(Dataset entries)
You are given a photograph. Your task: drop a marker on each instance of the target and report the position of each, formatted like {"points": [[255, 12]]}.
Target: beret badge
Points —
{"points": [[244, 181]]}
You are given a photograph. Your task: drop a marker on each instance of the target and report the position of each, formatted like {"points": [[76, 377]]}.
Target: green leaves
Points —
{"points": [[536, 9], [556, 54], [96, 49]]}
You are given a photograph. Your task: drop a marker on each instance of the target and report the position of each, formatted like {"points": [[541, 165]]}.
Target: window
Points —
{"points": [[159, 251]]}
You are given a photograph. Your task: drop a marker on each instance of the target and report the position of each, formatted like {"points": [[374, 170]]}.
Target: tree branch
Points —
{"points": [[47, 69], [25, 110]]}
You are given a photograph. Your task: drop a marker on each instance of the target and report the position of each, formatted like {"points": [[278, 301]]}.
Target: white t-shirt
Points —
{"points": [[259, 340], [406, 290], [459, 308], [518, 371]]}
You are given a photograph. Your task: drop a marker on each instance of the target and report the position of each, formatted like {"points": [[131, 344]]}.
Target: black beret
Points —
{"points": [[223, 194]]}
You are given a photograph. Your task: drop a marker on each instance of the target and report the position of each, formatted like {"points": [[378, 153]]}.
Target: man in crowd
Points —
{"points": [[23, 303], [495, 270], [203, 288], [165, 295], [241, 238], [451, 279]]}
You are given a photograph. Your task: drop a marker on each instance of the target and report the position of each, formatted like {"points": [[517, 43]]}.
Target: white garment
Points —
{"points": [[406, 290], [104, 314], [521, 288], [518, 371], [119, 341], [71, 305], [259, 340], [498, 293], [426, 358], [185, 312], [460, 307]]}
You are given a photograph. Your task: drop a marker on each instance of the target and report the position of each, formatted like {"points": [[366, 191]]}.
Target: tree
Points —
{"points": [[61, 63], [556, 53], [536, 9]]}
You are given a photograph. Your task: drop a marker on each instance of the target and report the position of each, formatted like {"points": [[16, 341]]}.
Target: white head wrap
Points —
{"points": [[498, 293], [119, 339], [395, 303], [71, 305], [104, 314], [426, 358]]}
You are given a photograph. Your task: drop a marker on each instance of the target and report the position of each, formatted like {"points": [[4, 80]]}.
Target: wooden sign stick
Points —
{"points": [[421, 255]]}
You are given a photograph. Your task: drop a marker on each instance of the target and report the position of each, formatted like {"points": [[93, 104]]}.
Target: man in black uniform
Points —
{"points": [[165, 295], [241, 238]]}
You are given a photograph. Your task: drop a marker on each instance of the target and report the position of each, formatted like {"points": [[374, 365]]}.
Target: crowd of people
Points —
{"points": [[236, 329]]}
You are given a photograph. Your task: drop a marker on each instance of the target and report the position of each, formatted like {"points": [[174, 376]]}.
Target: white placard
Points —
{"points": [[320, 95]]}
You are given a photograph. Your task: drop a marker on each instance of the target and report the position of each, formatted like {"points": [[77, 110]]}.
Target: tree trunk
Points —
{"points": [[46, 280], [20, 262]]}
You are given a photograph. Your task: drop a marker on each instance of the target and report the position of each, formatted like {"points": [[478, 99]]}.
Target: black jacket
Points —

> [Aim of the task]: Output every record above exactly as it appears.

> [Answer below]:
You are given a photograph. Your task: drop a marker on each instance of the target and report the position of each, formatted like {"points": [[255, 12]]}.
Target: beret badge
Points —
{"points": [[244, 181]]}
You are given a photograph. Your task: drop a marker on each instance of the target and report the position of each, formatted like {"points": [[76, 377]]}.
Target: green leaves
Points —
{"points": [[536, 9], [556, 54], [96, 49]]}
You are given a photograph. Your task: drop a marker on each instance of the target and report the position of each, formatted like {"points": [[541, 165]]}.
Target: window
Points —
{"points": [[159, 251]]}
You are given a photograph. Your task: drop a marker on each instance of the target and report the position of each, formatted like {"points": [[374, 170]]}.
Target: tree branch
Points —
{"points": [[47, 69], [25, 110]]}
You are given a photograph. Your task: drop a marker on each instance of the target and report the position of each, formatted like {"points": [[278, 301]]}.
Target: white t-shirt
Points —
{"points": [[259, 340], [406, 290], [459, 308], [518, 371]]}
You are given a photograph. Your task: drop a marker on each instance of the target and report the position of each, formatted like {"points": [[131, 344]]}.
Target: black beret
Points —
{"points": [[223, 194]]}
You are given a photograph. Your task: drop a marker on each instance of the target and report the position of each, formatted like {"points": [[378, 153]]}.
Target: man in crowd
Points —
{"points": [[23, 303], [495, 270], [203, 288], [165, 295], [241, 238], [451, 279]]}
You are given a photograph. Your task: drop a marker on each instance of the target and report the position of each, formatted like {"points": [[517, 43]]}.
Target: white garment
Points —
{"points": [[406, 290], [104, 314], [521, 288], [518, 371], [119, 341], [71, 305], [259, 340], [498, 293], [426, 358], [185, 312], [460, 307]]}
You are given a photograph. Your task: drop a marker on each instance of the target and report the position of each, formatted like {"points": [[366, 191]]}.
Target: tree
Points —
{"points": [[61, 63], [556, 53], [536, 9]]}
You are given a photograph. Your task: drop a marker on each instance of the target and report the position of each, formatted like {"points": [[16, 341]]}.
Target: white head wrap
Points —
{"points": [[498, 293], [119, 339], [395, 303], [71, 305], [104, 314], [426, 358]]}
You are given a photograph. Your task: drop a marker on each instance of the target and report the position of each, formatted like {"points": [[4, 80]]}.
Target: wooden sign stick
Points —
{"points": [[421, 255]]}
You are given a photograph. Your task: drop a marker on each instance of the target and report the position of each, formatted like {"points": [[93, 104]]}.
Target: man in black uniform
Points —
{"points": [[165, 295], [241, 238]]}
You are given a photograph. Your task: drop a marker on each instance of the target and report the position of each, formatted like {"points": [[374, 365]]}.
Target: crowd of people
Points —
{"points": [[236, 329]]}
You are given a photograph. Your task: drop a marker on each instance of the target and report the position of each, formatted like {"points": [[174, 376]]}.
Target: white placard
Points —
{"points": [[320, 95]]}
You are given a photograph. Your task: drop a marker on each instance of the target and report the position of each, formatted like {"points": [[77, 110]]}.
Target: tree trunk
Points —
{"points": [[46, 280], [20, 262]]}
You are given a photograph. Your task: drop a marker on each instance of the target and report the position of each, formatted like {"points": [[478, 99]]}.
Target: black jacket
Points —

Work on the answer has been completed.